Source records
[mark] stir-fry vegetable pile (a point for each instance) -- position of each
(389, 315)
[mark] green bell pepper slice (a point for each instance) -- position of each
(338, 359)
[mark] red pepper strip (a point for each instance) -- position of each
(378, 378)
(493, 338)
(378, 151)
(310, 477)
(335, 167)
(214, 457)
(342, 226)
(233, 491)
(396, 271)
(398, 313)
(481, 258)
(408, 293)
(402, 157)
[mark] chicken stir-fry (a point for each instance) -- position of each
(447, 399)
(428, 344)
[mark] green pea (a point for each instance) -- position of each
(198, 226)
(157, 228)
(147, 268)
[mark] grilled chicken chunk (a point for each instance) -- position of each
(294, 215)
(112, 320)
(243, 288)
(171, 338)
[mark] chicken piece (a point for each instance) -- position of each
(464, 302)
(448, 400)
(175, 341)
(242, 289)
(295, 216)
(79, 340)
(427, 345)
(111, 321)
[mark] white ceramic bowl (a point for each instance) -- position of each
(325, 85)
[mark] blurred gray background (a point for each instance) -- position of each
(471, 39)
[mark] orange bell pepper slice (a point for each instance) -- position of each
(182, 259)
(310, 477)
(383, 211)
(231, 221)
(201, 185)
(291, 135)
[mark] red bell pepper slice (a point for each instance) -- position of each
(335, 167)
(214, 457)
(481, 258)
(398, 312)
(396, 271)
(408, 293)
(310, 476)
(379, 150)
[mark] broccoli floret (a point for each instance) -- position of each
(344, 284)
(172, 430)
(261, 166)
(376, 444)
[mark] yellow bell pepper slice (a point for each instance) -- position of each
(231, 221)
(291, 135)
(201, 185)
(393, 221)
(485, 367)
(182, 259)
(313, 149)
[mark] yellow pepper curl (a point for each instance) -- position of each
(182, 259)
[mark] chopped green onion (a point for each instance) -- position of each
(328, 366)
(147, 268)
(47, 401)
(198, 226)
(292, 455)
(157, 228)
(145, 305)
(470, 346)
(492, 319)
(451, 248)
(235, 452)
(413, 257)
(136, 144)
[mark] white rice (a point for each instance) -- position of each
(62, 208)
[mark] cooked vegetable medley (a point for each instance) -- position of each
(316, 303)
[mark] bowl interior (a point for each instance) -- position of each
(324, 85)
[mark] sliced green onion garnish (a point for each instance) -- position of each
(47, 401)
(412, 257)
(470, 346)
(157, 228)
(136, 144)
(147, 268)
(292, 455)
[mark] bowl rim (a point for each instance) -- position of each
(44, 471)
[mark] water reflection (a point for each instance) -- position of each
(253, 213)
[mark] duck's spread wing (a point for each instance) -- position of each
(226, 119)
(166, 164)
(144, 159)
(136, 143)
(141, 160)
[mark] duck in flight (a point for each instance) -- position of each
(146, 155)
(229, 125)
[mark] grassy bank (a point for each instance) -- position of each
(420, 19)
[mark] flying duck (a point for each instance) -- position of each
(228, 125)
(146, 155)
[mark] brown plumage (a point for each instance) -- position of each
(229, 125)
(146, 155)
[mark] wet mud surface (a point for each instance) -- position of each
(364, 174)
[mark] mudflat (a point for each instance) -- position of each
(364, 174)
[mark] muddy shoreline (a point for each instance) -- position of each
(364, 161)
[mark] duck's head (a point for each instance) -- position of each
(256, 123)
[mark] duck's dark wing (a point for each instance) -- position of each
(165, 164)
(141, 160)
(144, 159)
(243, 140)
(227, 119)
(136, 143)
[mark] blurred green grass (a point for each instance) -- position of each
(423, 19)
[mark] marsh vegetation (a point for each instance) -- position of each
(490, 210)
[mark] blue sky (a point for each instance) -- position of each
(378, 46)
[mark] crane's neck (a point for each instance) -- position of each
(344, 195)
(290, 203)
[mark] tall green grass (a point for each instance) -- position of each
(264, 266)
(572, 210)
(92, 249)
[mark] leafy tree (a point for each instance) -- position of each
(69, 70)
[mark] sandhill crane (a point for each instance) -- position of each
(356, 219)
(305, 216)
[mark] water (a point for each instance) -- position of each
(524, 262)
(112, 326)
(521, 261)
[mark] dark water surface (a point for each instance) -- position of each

REQUIREMENT: Every line of the data is to be retyped without alteration.

EXERCISE RESPONSE:
[mark] stir-fry vegetable pile (a point for each instance) -- position of each
(389, 315)
[mark] green bell pepper slice (a point for each instance) -- position of each
(338, 359)
[mark] red pepper strip (a point for each instance) -- position of each
(378, 378)
(493, 338)
(378, 151)
(310, 477)
(335, 167)
(214, 457)
(342, 226)
(233, 491)
(396, 271)
(398, 313)
(481, 258)
(408, 293)
(402, 157)
[mark] chicken stir-fry (a point for each instance) -- position of each
(447, 399)
(428, 344)
[mark] green pea (a point for each instance) -- position of each
(198, 226)
(157, 228)
(147, 268)
[mark] grilled chicken chunk (a point for each instance) -- position of each
(294, 215)
(112, 320)
(243, 288)
(171, 338)
[mark] chicken piece (a point for each instance) -- position of each
(464, 302)
(448, 400)
(175, 341)
(242, 289)
(295, 216)
(79, 340)
(427, 345)
(111, 321)
[mark] white ceramic bowl (a point for each instance) -- position of each
(325, 85)
[mark] blurred gray background (a point for each instance) -- position of each
(471, 39)
[mark] orange bell pepper slice (a point for each instance) -- position of each
(182, 259)
(310, 477)
(383, 211)
(231, 221)
(201, 185)
(291, 135)
[mark] red bell pepper slice (a point for each instance) -- position of each
(335, 167)
(214, 457)
(481, 258)
(398, 312)
(396, 271)
(408, 293)
(310, 476)
(379, 150)
[mark] broccoli floret (a point for each instance) -- position of each
(344, 284)
(172, 430)
(261, 166)
(376, 444)
[mark] yellow bell pepper slice (a point for each instance) -- position of each
(231, 221)
(291, 135)
(201, 185)
(393, 221)
(485, 367)
(182, 259)
(313, 149)
[mark] yellow pepper curl (a point for each instance) -- position of each
(182, 259)
[mark] chopped green onion (a point for each instance) -- position of each
(328, 366)
(147, 268)
(47, 401)
(198, 226)
(292, 455)
(157, 228)
(145, 305)
(470, 346)
(492, 319)
(451, 248)
(235, 452)
(413, 257)
(136, 144)
[mark] white rice (a point for each instance) -- position of each
(62, 208)
[mark] cooked vegetable medley (a point for each instance) -- position of each
(316, 303)
[mark] bowl interior (a point for each instance) -- position of each
(324, 85)
[mark] sliced green onion garnish (a point for each instance) -- position of each
(47, 401)
(412, 257)
(470, 346)
(157, 228)
(136, 144)
(147, 268)
(292, 455)
[mark] bowl rim (a point for each instance) -- position of each
(44, 471)
[mark] water reflection (a point for each instance) -- position of each
(253, 213)
[mark] duck's spread wing (a point for each instance) -- position of each
(226, 119)
(166, 164)
(144, 159)
(136, 143)
(141, 160)
[mark] duck in flight (a point for each instance) -- position of each
(146, 155)
(229, 125)
[mark] grassy bank (a point for each instance) -- position of each
(420, 19)
[mark] flying duck (a point for each instance) -- position of each
(228, 125)
(146, 155)
[mark] brown plumage (a point for each instance) -- position of each
(229, 125)
(146, 155)
[mark] wet mud surface (a point for each instance) -- position of each
(364, 174)
[mark] mudflat (a point for each instance) -- position of each
(364, 174)
[mark] muddy shoreline (a point for each instance) -- position of each
(364, 161)
[mark] duck's head (a point for each instance) -- position of each
(256, 123)
[mark] duck's dark wing (a point for each instance) -- position of each
(165, 164)
(141, 160)
(144, 159)
(243, 140)
(227, 119)
(136, 143)
[mark] blurred green grass (a point for each instance) -- position of each
(423, 19)
[mark] marsh vegetation (a point for each instance) -- position of each
(490, 210)
[mark] blue sky (a point for each instance) -- position of each
(378, 46)
[mark] crane's neck (a point for each instance) -- position of each
(344, 195)
(290, 203)
[mark] tall green grass (a point for each instance) -- position of each
(264, 266)
(572, 210)
(92, 249)
[mark] leafy tree (a point for each instance) -- position of each
(69, 70)
[mark] sandhill crane (a point for each instance) -- position of each
(356, 219)
(305, 216)
[mark] water (a point for each instance) -- position of each
(524, 262)
(112, 326)
(521, 261)
[mark] dark water surface (a point for each instance) -- position of each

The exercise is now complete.